Work to be completed – Find the line with "like x=268, y=200." in the entries below, then reproduce it and every line after it down to and including the line with "Query: green grape bunch", exactly.

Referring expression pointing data
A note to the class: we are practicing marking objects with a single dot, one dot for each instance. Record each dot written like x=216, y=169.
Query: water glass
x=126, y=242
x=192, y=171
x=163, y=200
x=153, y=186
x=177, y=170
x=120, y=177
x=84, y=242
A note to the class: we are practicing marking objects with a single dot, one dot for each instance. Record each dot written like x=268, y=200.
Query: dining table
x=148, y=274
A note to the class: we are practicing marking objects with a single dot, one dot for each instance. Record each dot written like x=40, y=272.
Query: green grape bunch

--

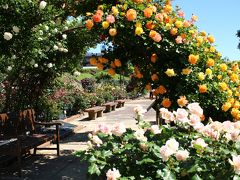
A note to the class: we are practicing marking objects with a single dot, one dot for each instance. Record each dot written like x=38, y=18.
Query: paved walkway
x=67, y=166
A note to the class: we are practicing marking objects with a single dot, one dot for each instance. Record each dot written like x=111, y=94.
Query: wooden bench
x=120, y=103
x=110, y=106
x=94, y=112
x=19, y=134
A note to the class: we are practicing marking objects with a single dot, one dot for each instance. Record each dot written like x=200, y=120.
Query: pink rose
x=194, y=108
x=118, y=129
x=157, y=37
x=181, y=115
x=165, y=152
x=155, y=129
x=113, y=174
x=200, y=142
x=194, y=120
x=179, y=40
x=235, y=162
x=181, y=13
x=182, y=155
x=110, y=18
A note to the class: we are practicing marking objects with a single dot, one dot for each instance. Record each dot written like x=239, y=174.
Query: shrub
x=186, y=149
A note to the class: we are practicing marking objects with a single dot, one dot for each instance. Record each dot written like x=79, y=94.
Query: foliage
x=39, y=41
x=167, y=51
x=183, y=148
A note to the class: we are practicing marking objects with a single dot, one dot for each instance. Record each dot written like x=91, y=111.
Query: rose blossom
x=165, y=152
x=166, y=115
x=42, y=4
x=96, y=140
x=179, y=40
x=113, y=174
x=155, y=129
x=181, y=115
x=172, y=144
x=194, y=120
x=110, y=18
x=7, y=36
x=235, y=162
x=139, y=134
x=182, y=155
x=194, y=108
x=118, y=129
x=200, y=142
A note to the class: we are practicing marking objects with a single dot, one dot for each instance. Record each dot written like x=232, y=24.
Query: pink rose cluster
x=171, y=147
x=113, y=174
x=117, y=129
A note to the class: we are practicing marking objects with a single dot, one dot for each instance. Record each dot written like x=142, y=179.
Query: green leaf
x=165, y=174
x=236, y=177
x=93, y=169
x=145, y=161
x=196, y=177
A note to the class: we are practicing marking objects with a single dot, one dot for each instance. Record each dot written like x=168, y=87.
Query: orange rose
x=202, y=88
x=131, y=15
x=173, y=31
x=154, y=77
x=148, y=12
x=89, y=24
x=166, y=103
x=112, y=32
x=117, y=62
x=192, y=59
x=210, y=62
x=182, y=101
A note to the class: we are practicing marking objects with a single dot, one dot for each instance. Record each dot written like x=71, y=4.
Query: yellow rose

Result for this exercise –
A note to the class: we are practicing marking objects with a single dot, one dot for each instance. Record each dot written like x=268, y=200.
Query: dining table
x=148, y=274
A note to the class: we are practicing marking objects with a single dot, one dot for each instance. Record each dot written like x=40, y=272.
Query: green grape bunch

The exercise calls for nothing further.